───── Records ─────

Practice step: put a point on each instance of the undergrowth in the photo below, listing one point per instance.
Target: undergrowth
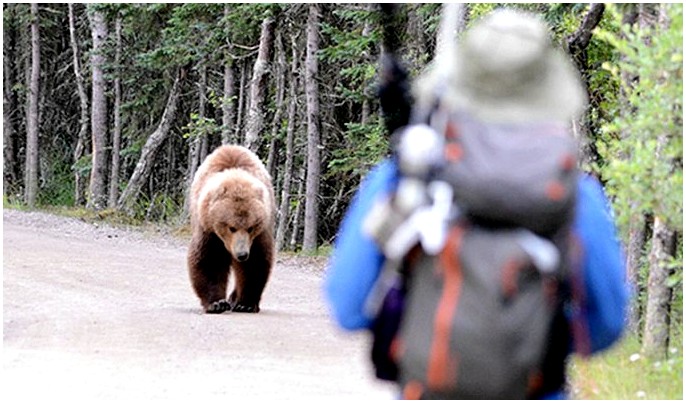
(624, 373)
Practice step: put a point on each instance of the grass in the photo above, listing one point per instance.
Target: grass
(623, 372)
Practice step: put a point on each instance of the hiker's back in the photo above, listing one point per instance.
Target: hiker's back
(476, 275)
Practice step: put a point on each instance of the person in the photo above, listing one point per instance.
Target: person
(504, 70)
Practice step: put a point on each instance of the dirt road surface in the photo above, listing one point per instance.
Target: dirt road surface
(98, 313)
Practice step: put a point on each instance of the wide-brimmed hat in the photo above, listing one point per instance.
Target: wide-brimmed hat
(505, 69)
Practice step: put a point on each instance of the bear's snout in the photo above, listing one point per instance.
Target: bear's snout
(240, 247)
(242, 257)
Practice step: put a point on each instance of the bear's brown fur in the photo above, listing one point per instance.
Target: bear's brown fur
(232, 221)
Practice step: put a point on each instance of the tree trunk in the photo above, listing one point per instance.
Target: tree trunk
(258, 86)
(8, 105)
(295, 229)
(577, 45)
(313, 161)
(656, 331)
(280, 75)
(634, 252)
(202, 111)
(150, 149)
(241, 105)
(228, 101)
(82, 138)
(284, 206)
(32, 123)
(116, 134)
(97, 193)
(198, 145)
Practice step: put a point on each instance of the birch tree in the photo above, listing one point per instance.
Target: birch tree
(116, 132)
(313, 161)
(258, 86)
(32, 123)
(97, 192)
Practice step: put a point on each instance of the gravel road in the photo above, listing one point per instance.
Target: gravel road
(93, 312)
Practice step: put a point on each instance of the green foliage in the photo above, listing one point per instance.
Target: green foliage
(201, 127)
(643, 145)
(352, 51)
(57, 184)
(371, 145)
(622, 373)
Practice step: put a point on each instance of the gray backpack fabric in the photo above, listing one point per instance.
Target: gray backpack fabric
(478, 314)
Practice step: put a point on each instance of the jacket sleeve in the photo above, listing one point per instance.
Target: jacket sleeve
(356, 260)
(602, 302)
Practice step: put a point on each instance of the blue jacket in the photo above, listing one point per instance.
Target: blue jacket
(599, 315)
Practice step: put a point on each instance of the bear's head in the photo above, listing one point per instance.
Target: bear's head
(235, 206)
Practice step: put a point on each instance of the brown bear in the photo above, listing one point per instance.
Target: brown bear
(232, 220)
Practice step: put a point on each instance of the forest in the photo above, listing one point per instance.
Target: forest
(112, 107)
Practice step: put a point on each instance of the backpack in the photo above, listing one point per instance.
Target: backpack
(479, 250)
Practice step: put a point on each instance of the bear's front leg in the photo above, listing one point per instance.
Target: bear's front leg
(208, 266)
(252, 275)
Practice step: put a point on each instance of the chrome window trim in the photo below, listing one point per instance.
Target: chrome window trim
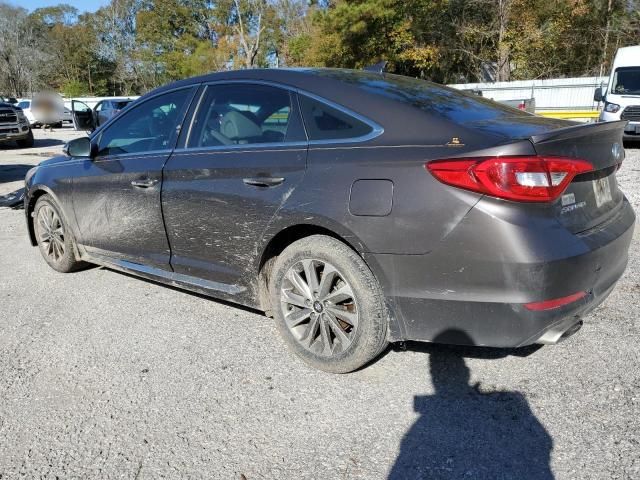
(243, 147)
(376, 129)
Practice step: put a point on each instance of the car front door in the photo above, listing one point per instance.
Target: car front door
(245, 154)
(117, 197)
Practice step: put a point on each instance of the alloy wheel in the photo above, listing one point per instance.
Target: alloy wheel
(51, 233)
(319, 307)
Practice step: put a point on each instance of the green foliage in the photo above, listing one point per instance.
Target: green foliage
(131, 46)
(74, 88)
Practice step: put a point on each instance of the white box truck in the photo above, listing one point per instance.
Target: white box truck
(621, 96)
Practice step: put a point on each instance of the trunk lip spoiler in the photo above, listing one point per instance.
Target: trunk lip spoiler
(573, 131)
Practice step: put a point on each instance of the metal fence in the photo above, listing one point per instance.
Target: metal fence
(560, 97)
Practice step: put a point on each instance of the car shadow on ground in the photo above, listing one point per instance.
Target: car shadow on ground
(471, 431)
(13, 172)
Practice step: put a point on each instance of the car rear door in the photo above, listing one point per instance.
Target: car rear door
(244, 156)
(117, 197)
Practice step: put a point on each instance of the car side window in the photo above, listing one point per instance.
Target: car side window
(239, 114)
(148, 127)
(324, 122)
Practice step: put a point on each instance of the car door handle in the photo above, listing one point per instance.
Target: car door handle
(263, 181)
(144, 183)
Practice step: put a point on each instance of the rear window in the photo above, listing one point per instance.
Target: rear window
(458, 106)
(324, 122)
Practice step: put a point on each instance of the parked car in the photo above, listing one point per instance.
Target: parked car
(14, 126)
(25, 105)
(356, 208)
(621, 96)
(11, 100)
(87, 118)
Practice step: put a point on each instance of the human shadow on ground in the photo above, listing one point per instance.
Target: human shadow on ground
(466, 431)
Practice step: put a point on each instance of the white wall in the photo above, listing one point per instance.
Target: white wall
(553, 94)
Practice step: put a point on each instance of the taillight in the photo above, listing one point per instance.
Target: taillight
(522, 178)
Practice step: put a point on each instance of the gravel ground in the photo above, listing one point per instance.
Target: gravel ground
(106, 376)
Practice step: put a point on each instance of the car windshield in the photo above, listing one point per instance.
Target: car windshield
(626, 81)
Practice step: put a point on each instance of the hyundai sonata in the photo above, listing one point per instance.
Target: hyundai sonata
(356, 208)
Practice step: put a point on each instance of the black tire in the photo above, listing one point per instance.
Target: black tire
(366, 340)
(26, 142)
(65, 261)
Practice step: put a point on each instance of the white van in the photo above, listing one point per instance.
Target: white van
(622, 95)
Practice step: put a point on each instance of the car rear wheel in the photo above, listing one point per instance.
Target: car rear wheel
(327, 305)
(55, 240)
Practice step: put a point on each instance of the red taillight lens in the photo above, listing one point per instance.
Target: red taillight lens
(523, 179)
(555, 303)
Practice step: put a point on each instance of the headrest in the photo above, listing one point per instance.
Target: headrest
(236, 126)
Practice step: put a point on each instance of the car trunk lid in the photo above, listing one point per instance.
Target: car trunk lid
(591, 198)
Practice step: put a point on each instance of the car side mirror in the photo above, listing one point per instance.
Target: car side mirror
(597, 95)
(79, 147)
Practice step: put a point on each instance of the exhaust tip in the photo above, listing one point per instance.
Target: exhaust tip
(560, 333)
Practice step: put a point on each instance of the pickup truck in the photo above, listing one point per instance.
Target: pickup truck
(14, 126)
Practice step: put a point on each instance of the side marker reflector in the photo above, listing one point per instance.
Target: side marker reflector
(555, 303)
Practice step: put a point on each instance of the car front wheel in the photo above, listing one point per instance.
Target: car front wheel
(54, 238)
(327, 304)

─────
───── Records ─────

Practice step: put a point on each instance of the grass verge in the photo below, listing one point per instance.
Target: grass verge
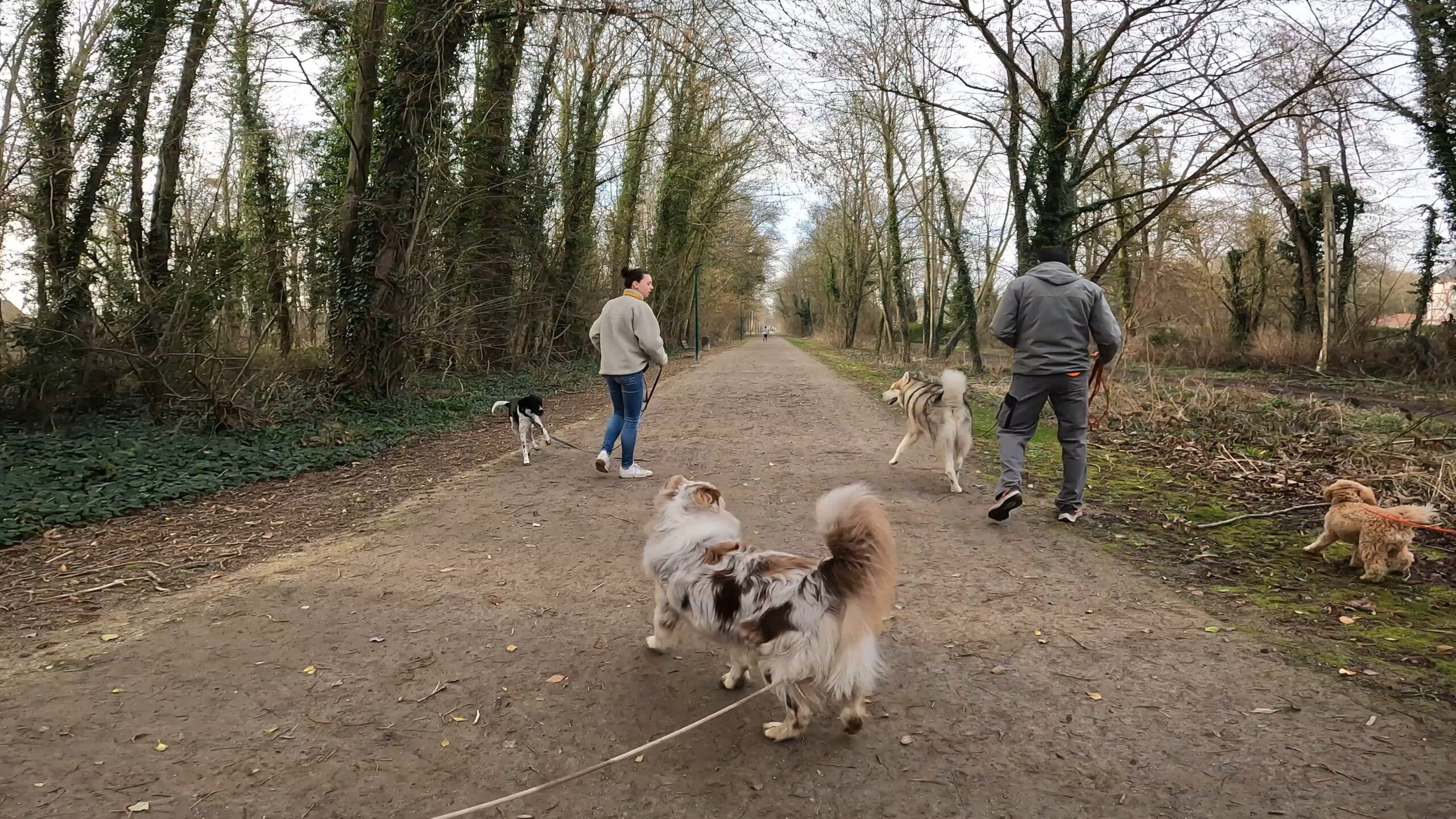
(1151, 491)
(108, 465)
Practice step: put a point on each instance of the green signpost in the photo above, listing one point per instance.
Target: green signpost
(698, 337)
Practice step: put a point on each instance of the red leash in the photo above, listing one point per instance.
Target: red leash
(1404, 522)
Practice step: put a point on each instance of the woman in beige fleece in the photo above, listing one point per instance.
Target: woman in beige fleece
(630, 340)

─────

• Brief:
Gather every line above that contains the string "dirt". Case counts.

• The reply:
Practice step: put a point on each instance of the dirt road surface in the photo above, listing one point per instance.
Target: dirt road surface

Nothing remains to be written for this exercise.